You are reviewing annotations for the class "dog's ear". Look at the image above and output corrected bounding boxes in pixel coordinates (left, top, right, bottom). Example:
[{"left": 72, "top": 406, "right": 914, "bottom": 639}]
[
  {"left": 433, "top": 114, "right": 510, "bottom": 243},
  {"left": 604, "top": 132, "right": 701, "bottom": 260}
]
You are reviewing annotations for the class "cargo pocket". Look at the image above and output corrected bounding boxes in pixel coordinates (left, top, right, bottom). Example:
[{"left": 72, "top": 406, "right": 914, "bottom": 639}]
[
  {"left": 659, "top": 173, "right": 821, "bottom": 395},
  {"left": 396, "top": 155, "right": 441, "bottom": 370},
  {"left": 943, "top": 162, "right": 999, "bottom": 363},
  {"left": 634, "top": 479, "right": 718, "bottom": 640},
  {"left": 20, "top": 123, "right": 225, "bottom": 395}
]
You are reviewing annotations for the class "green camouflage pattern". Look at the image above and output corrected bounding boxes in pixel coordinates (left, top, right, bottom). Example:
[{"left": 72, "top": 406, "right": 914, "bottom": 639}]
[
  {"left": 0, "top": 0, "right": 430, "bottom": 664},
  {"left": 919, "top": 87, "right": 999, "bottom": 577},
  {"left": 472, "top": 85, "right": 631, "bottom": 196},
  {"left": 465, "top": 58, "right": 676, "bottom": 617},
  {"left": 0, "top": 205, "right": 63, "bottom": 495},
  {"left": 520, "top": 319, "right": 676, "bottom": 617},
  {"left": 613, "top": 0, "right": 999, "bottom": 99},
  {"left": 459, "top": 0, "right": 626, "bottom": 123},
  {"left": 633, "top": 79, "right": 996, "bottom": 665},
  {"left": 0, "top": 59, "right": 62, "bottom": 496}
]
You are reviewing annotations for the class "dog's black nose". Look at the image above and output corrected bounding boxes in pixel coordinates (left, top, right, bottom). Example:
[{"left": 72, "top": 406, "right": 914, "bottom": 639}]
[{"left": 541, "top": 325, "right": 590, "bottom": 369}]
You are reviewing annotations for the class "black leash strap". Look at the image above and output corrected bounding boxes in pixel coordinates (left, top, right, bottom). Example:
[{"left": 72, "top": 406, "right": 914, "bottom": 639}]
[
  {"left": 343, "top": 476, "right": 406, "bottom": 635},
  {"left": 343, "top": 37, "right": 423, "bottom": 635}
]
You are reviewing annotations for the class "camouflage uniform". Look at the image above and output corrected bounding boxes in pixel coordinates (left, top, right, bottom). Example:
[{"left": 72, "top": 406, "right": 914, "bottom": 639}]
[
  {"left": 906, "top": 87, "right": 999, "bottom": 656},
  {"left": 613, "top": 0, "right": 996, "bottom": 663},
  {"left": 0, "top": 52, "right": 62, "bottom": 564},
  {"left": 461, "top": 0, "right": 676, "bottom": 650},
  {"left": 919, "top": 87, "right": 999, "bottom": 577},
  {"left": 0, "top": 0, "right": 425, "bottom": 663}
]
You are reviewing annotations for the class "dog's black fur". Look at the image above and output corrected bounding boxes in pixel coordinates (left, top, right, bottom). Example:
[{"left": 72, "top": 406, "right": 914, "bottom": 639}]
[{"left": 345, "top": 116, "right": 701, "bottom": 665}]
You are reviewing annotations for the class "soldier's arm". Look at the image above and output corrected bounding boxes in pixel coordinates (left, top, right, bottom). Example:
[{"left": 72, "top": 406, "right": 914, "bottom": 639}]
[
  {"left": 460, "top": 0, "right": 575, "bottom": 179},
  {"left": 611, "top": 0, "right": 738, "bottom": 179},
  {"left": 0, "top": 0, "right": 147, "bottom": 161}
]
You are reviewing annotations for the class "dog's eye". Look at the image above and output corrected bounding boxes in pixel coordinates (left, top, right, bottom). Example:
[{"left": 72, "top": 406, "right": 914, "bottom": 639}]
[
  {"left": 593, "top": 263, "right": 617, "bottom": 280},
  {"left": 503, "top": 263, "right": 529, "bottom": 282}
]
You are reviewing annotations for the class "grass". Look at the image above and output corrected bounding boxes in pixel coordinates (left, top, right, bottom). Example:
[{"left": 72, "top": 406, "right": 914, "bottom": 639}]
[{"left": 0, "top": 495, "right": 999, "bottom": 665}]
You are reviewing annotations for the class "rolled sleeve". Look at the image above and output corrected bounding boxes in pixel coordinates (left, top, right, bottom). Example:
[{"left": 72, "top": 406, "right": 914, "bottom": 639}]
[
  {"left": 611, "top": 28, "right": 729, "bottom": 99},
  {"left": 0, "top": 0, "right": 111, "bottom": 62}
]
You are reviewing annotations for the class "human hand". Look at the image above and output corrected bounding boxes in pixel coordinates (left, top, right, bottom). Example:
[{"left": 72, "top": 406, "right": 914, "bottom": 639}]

§ §

### YOUR GOAL
Collect and copy out in full every line of the records above that contains the string "black". Case counts, so a line with the string in any other capitalization doesn't qualify.

### CORRECT OUTPUT
You are reviewing annotations for the class "dog's black nose". Look at the image above and output corrected bounding boxes in pixel coordinates (left, top, right, bottom). Example:
You are reviewing annotations for the class "black leash strap". Look at the image above and output corrected bounding boxes in pixel coordinates (left, top, right, bottom). Example:
You are reviewing annotations for the class "dog's black fur". Look at the image above and output corrected bounding boxes in pixel coordinates (left, top, right, bottom). Example:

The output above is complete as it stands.